Directions
Quote exactly, and only, the lines of the material below from the line with "[indicate] the woman in" through the line with "[indicate] the jockey in".

Source data
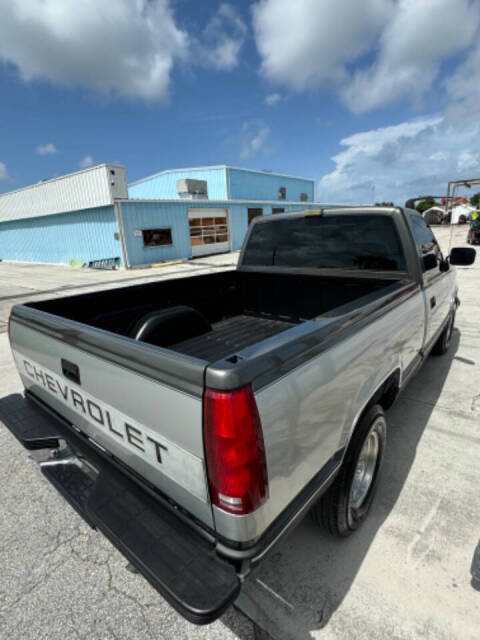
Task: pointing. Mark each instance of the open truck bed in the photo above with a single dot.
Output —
(238, 309)
(195, 421)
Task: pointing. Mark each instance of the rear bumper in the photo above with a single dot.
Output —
(178, 560)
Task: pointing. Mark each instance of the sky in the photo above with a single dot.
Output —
(376, 100)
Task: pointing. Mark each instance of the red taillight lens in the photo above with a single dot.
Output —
(235, 453)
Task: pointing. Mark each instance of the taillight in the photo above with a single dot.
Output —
(235, 453)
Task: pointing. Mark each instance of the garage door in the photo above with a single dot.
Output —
(208, 231)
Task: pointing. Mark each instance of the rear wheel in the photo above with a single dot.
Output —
(346, 503)
(445, 340)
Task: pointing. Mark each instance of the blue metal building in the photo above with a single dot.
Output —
(175, 214)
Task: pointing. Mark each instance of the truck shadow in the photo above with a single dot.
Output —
(301, 584)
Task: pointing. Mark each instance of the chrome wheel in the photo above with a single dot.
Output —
(365, 469)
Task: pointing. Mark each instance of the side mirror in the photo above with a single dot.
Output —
(429, 261)
(462, 256)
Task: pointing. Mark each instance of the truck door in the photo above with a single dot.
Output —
(437, 284)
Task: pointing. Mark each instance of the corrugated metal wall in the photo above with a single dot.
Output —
(164, 185)
(94, 187)
(82, 235)
(251, 185)
(150, 215)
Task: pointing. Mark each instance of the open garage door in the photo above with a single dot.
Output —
(209, 231)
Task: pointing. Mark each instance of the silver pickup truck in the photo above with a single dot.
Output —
(195, 421)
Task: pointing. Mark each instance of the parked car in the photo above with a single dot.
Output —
(195, 421)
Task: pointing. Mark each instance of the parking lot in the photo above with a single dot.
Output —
(405, 574)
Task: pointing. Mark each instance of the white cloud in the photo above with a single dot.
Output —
(409, 159)
(272, 99)
(308, 44)
(419, 37)
(330, 44)
(4, 177)
(468, 160)
(222, 39)
(85, 162)
(46, 149)
(254, 137)
(126, 47)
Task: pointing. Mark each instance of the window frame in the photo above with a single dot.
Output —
(157, 230)
(424, 249)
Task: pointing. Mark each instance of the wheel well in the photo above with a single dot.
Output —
(387, 392)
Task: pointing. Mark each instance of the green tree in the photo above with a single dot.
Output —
(475, 200)
(425, 204)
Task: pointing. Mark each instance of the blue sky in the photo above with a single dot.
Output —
(379, 98)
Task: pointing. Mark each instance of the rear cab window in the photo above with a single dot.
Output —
(357, 241)
(425, 242)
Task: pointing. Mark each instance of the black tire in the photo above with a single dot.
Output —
(336, 511)
(444, 341)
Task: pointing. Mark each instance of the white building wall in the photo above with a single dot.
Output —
(92, 187)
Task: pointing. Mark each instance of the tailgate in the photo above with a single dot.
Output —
(111, 389)
(176, 558)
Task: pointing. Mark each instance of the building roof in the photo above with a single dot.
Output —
(218, 166)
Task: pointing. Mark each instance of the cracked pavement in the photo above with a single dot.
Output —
(405, 574)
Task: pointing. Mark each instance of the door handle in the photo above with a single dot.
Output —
(71, 371)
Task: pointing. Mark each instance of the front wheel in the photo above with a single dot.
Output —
(346, 503)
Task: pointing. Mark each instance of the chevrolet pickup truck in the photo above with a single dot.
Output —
(195, 421)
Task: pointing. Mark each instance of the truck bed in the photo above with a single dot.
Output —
(231, 335)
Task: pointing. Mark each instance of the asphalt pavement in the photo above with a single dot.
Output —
(405, 574)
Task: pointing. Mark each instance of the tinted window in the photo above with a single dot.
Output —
(330, 241)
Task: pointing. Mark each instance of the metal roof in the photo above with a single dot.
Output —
(218, 166)
(93, 187)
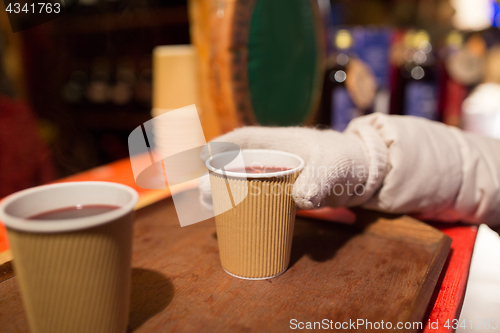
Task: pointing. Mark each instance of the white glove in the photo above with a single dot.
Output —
(337, 165)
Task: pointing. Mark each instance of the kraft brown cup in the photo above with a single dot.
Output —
(255, 235)
(74, 274)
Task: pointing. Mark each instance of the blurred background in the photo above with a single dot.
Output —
(72, 89)
(87, 75)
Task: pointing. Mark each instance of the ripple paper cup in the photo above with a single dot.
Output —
(255, 235)
(74, 274)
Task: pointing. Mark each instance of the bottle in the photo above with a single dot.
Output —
(420, 85)
(122, 91)
(452, 91)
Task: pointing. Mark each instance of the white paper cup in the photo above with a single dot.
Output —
(74, 274)
(255, 236)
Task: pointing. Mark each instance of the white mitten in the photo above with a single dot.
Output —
(338, 171)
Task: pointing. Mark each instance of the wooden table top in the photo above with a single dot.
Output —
(383, 269)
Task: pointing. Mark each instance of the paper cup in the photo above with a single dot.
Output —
(255, 236)
(74, 274)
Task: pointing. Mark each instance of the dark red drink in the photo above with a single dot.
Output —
(73, 212)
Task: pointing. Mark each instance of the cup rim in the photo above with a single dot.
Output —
(23, 224)
(257, 175)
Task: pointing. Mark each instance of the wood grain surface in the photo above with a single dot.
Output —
(379, 268)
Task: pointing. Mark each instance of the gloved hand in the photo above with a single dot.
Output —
(337, 164)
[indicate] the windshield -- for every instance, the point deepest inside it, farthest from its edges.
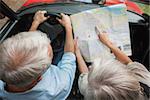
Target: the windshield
(16, 4)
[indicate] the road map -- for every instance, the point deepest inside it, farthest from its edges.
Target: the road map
(111, 19)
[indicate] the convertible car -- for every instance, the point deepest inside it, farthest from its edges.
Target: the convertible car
(21, 21)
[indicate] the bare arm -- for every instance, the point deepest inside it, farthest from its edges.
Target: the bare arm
(69, 43)
(37, 20)
(81, 63)
(121, 56)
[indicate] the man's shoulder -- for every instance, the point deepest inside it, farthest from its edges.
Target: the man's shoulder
(1, 84)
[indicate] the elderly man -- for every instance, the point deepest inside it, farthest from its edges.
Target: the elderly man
(26, 72)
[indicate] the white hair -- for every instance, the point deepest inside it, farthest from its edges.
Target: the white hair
(24, 57)
(113, 81)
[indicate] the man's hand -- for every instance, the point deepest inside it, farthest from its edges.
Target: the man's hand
(65, 21)
(38, 19)
(117, 52)
(81, 63)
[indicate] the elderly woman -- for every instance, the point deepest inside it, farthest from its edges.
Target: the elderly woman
(26, 72)
(112, 79)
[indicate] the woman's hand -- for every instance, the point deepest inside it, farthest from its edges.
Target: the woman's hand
(103, 37)
(65, 21)
(39, 17)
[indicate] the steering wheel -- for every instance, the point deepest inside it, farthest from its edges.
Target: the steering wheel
(56, 32)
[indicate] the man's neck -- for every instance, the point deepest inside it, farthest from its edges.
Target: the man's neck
(16, 89)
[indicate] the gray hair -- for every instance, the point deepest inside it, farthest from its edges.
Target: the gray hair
(112, 81)
(24, 57)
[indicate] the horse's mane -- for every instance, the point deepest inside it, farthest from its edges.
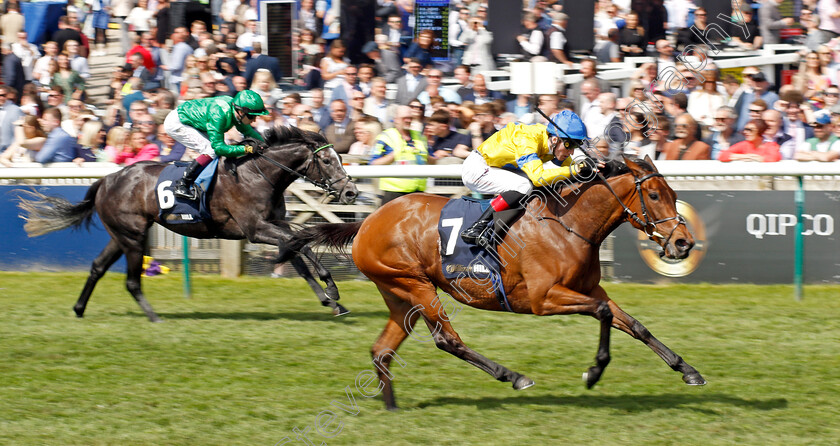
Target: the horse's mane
(281, 135)
(615, 167)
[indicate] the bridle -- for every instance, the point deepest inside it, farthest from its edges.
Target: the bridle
(327, 186)
(648, 224)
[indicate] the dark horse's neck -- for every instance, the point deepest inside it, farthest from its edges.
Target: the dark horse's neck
(590, 209)
(265, 167)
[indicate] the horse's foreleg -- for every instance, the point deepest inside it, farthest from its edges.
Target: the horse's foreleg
(631, 326)
(100, 265)
(561, 300)
(287, 248)
(303, 271)
(134, 269)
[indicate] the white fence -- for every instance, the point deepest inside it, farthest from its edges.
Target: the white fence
(308, 204)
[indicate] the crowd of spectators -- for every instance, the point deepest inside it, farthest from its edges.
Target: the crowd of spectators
(398, 104)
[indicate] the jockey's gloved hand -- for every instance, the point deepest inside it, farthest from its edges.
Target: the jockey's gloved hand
(584, 170)
(260, 146)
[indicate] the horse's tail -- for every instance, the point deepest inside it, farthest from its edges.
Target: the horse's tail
(45, 214)
(334, 235)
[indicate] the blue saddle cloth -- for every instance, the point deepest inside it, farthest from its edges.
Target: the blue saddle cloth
(176, 210)
(457, 257)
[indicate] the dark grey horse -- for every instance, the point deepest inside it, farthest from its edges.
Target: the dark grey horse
(246, 203)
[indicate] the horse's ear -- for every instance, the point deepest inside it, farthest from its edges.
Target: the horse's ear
(629, 162)
(650, 161)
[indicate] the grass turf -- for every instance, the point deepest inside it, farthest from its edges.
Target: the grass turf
(250, 360)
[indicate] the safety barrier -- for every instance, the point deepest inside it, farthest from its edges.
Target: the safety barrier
(308, 205)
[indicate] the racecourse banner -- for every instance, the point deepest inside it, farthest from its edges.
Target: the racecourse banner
(741, 236)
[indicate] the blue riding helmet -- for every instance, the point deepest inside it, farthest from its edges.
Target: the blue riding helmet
(570, 123)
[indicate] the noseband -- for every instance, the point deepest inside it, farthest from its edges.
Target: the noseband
(648, 224)
(326, 185)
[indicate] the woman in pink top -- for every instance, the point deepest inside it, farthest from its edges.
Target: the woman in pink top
(137, 149)
(754, 148)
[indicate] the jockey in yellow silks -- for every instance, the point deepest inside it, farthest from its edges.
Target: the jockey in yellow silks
(512, 161)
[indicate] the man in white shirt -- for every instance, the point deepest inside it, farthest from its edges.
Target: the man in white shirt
(435, 76)
(829, 13)
(824, 146)
(245, 42)
(590, 110)
(457, 27)
(532, 41)
(27, 52)
(377, 105)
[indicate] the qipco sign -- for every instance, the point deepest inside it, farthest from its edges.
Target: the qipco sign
(769, 225)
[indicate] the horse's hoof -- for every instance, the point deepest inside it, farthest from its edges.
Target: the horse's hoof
(332, 293)
(694, 379)
(339, 310)
(523, 382)
(591, 377)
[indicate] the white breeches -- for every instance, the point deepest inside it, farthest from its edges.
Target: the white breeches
(190, 137)
(481, 178)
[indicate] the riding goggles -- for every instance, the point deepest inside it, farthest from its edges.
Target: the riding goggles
(572, 143)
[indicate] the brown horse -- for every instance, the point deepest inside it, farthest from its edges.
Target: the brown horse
(551, 257)
(246, 203)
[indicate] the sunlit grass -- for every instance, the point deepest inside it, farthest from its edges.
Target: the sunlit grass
(247, 361)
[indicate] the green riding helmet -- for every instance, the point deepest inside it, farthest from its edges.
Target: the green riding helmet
(249, 103)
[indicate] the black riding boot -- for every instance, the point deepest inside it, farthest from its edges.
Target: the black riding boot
(474, 232)
(184, 186)
(509, 203)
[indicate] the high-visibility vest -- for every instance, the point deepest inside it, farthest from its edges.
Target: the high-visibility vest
(415, 152)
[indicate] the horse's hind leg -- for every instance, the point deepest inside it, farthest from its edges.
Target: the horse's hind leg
(631, 326)
(400, 323)
(134, 269)
(561, 300)
(422, 295)
(303, 271)
(103, 261)
(285, 241)
(323, 273)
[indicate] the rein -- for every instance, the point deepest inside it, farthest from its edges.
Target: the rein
(648, 224)
(326, 186)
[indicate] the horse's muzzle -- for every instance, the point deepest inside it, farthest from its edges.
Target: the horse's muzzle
(348, 193)
(678, 249)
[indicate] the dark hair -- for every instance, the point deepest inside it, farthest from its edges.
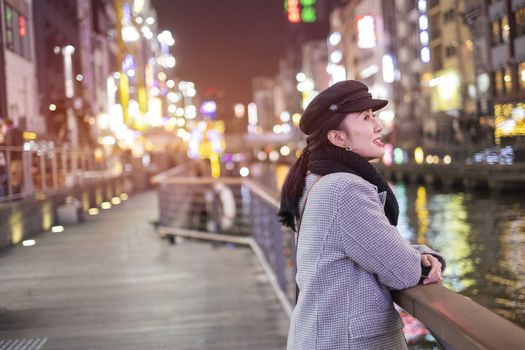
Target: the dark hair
(294, 183)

Task output
[indicate] the woman in pink top -- for every instance, the point deepest inside it, farthest from its edges.
Target: the woman in pink top
(137, 149)
(754, 148)
[indicate] the jockey in yellow silks -- for every instance, the point deepest inside it, farthest from its edges.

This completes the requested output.